TEXTO EXTRAÍDO:
En las profundidades heladas del noreste siberiano, un descubrimiento ha desafiado los límites de la biología molecular. Allí, atrapado durante 39 mil años en el permafrost, el mamut Yuka no solo conservó piel, huesos y músculos en un estado casi perfecto: también preservó algo que hasta ahora parecía imposible, fragmentos de ARN, una de las moléculas más frágiles y efímeras de la vida
Un nuevo estudio publicado en la revista Cell y liderado por el paleogenetista Emilio Mármol-Sánchez logró secuenciar por primera vez ARN de un animal tan antiguo. Este avance permite observar la actividad genética real de Yuka en los momentos previos a su muerte, algo impensado hace solo unos años. Mientras el ADN funciona como un manual de instrucciones duradero, el ARN es la molécula que ejecuta órdenes biológicas inmediatas. Su hallazgo permite reconstruir no quién era este mamut, sino qué estaba ocurriendo dentro de él cuando murió.
El análisis reveló que los genes activos indicaban un episodio extremo de esfuerzo físico: contracción muscular intensa, estrés metabólico y señales de fatiga. Esto encaja con estudios previos que detectaron marcas de depredadores en su cuerpo, sugiriendo que Yuka intentó huir desesperadamente antes de quedar atrapado en un lodazal. Incluso se identificó ARN del cromosoma y, confirmando que era un macho.
Este hallazgo marca el nacimiento de la paleotranscriptómica, una nueva rama científica que permitirá estudiar no solo la genética de especies extintas, sino su actividad biológica en tiempo real. Además, abre posibilidades inquietantes: si el ARN puede preservarse por decenas de miles de años, podría recuperarse también de antiguos virus atrapados en el hielo, permitiendo entender su evolución y potencial riesgo.
Yuka, congelado entre la vida y la eternidad, no solo aporta datos: ofrece el primer retrato molecular del instante en que un animal prehistórico muere. Un latido detenido en el tiempo que cambia para siempre lo que creíamos posible.

MATERIAL PROPORCIONADO:
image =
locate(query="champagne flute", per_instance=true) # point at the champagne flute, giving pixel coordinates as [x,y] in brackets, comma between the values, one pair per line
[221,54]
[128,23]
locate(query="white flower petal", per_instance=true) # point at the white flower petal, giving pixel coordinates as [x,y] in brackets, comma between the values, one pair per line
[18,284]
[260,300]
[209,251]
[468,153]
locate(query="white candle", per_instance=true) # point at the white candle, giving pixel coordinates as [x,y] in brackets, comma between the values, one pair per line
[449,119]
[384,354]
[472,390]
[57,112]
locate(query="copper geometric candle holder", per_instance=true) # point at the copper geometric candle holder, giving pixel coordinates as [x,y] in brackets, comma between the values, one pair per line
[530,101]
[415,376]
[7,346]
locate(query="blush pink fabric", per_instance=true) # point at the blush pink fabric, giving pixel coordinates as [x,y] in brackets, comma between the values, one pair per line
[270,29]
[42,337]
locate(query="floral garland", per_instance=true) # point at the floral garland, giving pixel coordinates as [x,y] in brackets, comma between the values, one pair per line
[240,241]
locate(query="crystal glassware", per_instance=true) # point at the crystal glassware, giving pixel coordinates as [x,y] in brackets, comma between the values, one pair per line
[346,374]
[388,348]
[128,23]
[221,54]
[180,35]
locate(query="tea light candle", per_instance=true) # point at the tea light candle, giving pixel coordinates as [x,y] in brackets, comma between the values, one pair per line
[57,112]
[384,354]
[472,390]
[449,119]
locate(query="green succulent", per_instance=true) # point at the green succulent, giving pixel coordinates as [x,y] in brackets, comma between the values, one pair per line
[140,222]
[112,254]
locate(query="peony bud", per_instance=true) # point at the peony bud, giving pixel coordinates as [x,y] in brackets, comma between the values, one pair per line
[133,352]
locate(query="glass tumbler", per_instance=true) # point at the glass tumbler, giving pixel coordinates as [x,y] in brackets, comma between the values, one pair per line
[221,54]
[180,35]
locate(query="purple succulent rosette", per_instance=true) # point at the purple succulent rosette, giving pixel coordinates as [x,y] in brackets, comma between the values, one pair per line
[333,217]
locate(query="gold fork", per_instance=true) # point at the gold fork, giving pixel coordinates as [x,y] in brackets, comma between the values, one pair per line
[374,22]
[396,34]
---
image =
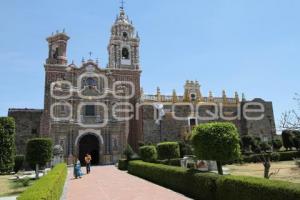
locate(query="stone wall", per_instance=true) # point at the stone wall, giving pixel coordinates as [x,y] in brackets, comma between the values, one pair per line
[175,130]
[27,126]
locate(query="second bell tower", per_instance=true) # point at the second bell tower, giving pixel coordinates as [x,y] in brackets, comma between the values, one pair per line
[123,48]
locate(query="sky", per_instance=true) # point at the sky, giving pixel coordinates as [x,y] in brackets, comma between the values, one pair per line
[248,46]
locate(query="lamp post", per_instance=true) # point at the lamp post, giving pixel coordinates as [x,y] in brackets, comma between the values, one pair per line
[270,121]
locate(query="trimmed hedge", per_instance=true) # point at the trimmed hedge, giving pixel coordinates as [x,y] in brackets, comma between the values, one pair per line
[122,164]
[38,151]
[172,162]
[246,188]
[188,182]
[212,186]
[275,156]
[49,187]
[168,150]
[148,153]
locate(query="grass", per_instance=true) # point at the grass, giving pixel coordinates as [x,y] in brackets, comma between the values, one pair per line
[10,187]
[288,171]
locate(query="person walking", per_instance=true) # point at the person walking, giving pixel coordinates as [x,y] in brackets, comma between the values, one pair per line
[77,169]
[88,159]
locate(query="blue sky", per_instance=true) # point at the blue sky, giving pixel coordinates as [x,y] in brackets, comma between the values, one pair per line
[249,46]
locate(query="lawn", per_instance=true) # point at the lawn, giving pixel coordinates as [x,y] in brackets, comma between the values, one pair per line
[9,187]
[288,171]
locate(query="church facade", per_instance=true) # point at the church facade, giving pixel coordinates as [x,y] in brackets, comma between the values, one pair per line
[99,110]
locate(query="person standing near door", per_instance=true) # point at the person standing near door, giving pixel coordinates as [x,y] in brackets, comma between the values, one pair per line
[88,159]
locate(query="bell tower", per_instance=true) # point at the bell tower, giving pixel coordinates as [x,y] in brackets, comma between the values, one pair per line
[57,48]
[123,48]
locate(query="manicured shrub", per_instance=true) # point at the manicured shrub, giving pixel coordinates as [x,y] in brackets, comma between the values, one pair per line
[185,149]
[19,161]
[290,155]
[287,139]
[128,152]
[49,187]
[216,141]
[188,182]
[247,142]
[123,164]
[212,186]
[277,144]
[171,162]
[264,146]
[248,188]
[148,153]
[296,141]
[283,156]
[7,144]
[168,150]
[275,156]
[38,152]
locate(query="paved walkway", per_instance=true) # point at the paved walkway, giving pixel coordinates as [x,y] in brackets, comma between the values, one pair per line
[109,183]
* * *
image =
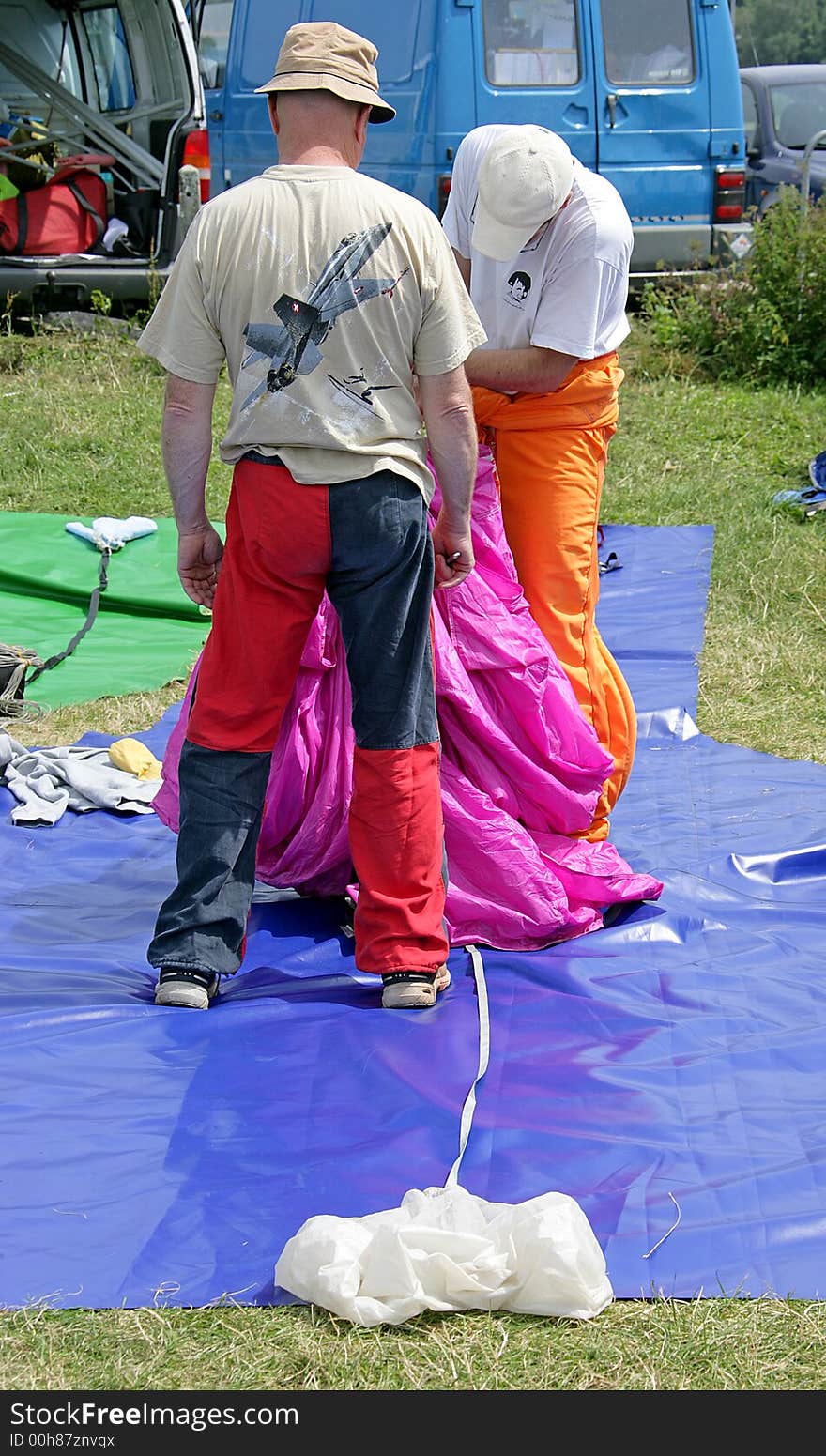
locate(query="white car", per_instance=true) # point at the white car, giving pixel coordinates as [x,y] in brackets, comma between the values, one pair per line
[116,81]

PROBLEMAS POR RESOLVER:
1/ Reescriba en forma de lista el párrafo del texto sobre el mamut Yuka que comienza con «Este hallazgo marca el nacimiento», conservando sus datos principales.
2/ Según el texto sobre el mamut Yuka, ¿en qué revista se publicó el estudio que logró secuenciar su ARN?

SOLUCIONES:
1/
- El hallazgo marca el nacimiento de la paleotranscriptómica, una nueva rama científica.
- Esta rama permitirá estudiar no solo la genética de especies extintas, sino también su actividad biológica en tiempo real.
- Si el ARN puede preservarse durante decenas de miles de años, también podría recuperarse de antiguos virus atrapados en el hielo.
- Ello permitiría entender la evolución y el potencial riesgo de dichos virus.

2/ En la revista Cell.